What you need to do: Print the listing below again from the line that contains "Target | red cliff ridge" onward, keeping every line exact and leaving out the lines before it.
========
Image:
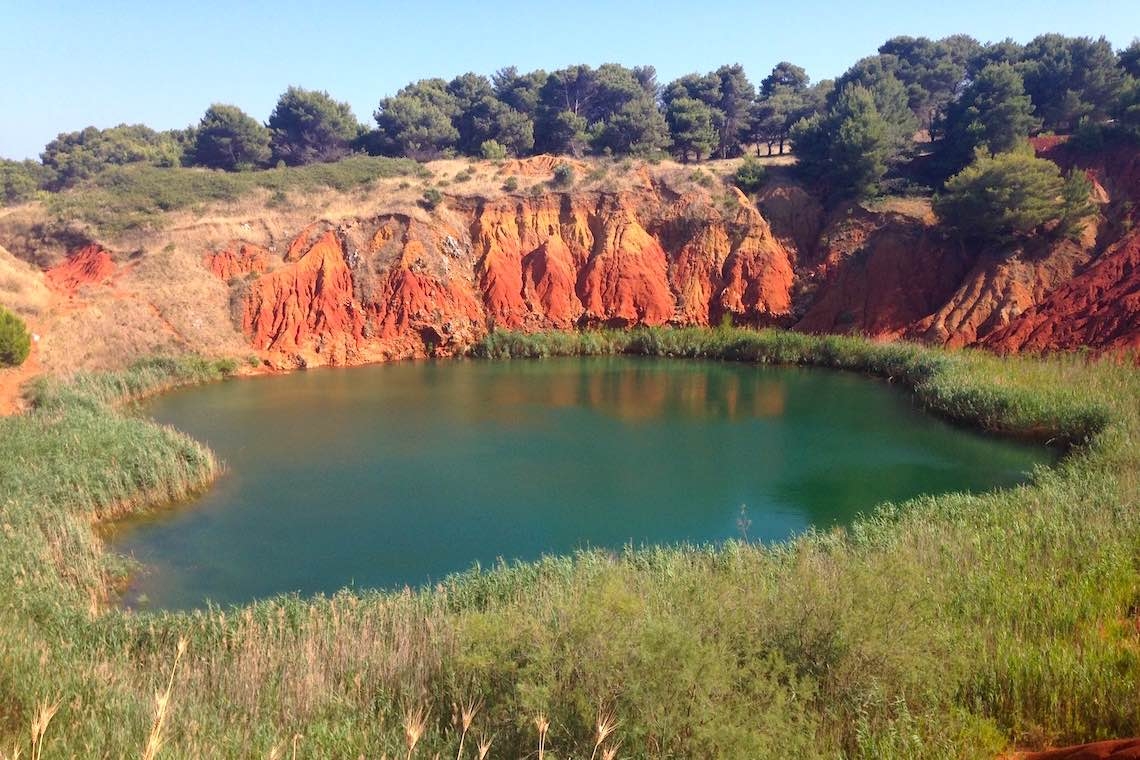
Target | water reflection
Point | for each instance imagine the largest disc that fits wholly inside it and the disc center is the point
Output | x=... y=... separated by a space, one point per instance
x=397 y=474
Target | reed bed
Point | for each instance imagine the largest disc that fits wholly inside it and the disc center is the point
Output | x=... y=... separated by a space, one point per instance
x=949 y=627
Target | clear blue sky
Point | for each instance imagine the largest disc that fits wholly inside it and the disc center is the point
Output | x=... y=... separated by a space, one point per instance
x=70 y=64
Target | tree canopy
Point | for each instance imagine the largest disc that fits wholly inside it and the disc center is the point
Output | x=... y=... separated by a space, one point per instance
x=309 y=127
x=15 y=342
x=845 y=152
x=993 y=113
x=75 y=156
x=1008 y=196
x=228 y=138
x=962 y=94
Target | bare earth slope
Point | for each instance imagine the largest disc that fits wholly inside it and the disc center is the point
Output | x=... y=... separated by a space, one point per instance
x=347 y=280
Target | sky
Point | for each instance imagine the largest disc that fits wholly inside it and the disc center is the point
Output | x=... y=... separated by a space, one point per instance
x=65 y=65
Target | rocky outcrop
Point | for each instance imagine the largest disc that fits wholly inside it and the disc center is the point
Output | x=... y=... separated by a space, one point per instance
x=88 y=266
x=398 y=286
x=238 y=260
x=654 y=248
x=882 y=276
x=1098 y=308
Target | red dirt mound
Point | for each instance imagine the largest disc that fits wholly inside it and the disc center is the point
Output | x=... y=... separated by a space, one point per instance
x=237 y=260
x=1128 y=749
x=89 y=266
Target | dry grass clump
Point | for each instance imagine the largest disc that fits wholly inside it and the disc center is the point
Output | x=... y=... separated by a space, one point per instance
x=903 y=636
x=22 y=286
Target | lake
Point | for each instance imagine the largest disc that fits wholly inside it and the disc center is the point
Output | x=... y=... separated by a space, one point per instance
x=400 y=474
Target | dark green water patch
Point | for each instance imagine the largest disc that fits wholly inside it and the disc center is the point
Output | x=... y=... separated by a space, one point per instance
x=399 y=474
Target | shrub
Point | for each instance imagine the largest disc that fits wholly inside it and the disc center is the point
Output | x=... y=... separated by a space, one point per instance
x=1011 y=195
x=493 y=150
x=750 y=176
x=431 y=198
x=15 y=342
x=563 y=176
x=701 y=178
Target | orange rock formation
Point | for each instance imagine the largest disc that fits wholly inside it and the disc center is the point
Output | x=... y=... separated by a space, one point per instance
x=408 y=285
x=89 y=266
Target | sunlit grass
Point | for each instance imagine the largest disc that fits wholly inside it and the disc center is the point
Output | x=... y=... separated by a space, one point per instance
x=943 y=627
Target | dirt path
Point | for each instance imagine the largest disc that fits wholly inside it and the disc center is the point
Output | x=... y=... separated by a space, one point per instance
x=11 y=381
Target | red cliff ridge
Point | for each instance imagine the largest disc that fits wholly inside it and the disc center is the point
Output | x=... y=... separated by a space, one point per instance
x=414 y=284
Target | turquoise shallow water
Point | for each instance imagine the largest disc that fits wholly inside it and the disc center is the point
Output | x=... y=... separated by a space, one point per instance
x=399 y=474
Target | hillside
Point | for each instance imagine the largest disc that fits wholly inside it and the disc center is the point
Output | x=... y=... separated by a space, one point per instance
x=345 y=277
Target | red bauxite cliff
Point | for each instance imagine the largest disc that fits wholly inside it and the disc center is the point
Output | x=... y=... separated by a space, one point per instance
x=399 y=286
x=659 y=252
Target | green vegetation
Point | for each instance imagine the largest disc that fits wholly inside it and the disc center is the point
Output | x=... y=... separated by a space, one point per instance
x=845 y=153
x=1004 y=197
x=962 y=94
x=309 y=127
x=15 y=342
x=993 y=114
x=563 y=176
x=136 y=196
x=230 y=139
x=75 y=156
x=943 y=627
x=750 y=176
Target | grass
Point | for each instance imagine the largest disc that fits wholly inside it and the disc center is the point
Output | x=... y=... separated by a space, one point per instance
x=136 y=196
x=947 y=627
========
Result for this exercise:
Target | red cliff ridge
Point | for each instance imagine the largest disc that fits wholly inside it and the disc center is the point
Output | x=... y=... separated by a space, one point per instance
x=414 y=284
Target | turquoise shallow water
Point | for each instance imagine the largest disc that fits wholly inside it and the disc center is the point
Output | x=... y=... separated by a space, one point per instance
x=399 y=474
Target | hillside
Point | for each instance imagine the largest disc that fits wholly inside it and the disc center is the point
Output | x=... y=... separated by a space, one point per instance
x=345 y=277
Target | red bauxite cliff
Point | for each instance imagine the largest disc that fits wholly inside it and the disc center is the point
Output | x=... y=... separated by a space, one point per instance
x=399 y=286
x=659 y=252
Target | green vegetation
Point | for each instance imagine the largest disc that fits wholly inside it and the disc center is the point
Output | x=... y=... separated by a space, one point per instance
x=845 y=153
x=1004 y=197
x=962 y=94
x=309 y=127
x=15 y=342
x=993 y=114
x=563 y=176
x=136 y=196
x=230 y=139
x=75 y=156
x=943 y=627
x=750 y=176
Target | grass
Point | for each instance imagine the largest disc that fits wholly inside it and the disc center is the point
Output | x=... y=... separated by a space, one point per instance
x=136 y=196
x=947 y=627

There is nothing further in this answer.